AIM OF THE EXERCISE - Provide nothing except how many lines of the data contain the word "rough".

::: EXTRACTED INFORMATION :::

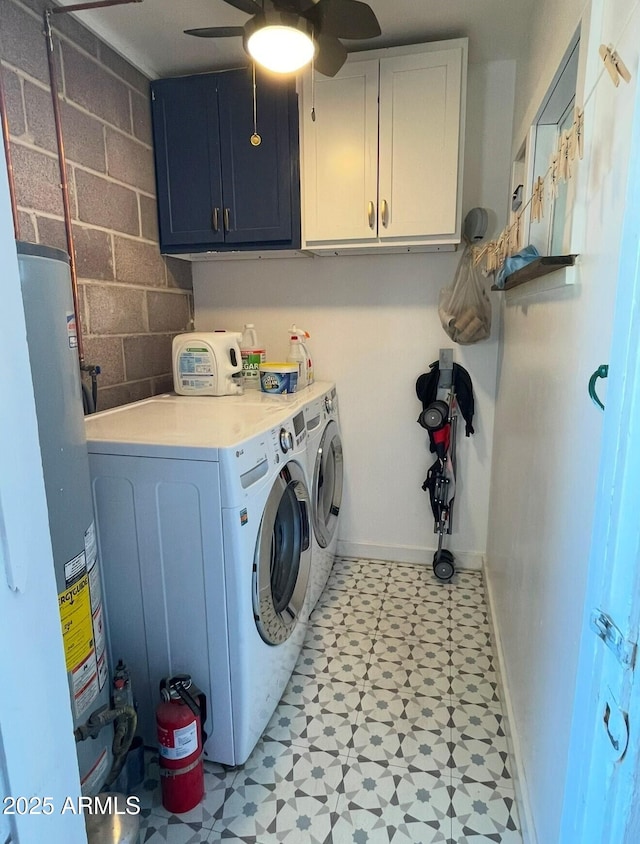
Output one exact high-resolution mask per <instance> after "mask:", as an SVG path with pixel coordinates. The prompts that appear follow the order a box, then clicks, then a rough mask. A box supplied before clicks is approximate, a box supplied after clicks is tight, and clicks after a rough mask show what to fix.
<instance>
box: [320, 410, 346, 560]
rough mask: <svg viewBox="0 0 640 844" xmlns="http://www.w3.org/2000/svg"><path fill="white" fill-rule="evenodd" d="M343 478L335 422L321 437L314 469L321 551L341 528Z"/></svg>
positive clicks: (338, 439)
mask: <svg viewBox="0 0 640 844" xmlns="http://www.w3.org/2000/svg"><path fill="white" fill-rule="evenodd" d="M342 479H343V460H342V440H341V439H340V432H339V431H338V426H337V425H336V423H335V421H334V420H333V419H332V420H331V421H330V422H329V424H328V425H327V427H326V428H325V429H324V433H323V434H322V438H321V440H320V445H319V446H318V451H317V453H316V463H315V467H314V470H313V508H312V509H313V527H314V530H315V534H316V539H317V540H318V544H319V545H320V546H321V547H322V548H326V547H327V545H329V544H330V542H331V540H332V539H333V537H334V535H335V532H336V531H337V529H338V515H339V513H340V506H341V504H342Z"/></svg>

:::

RESULT OF THIS EXERCISE - 2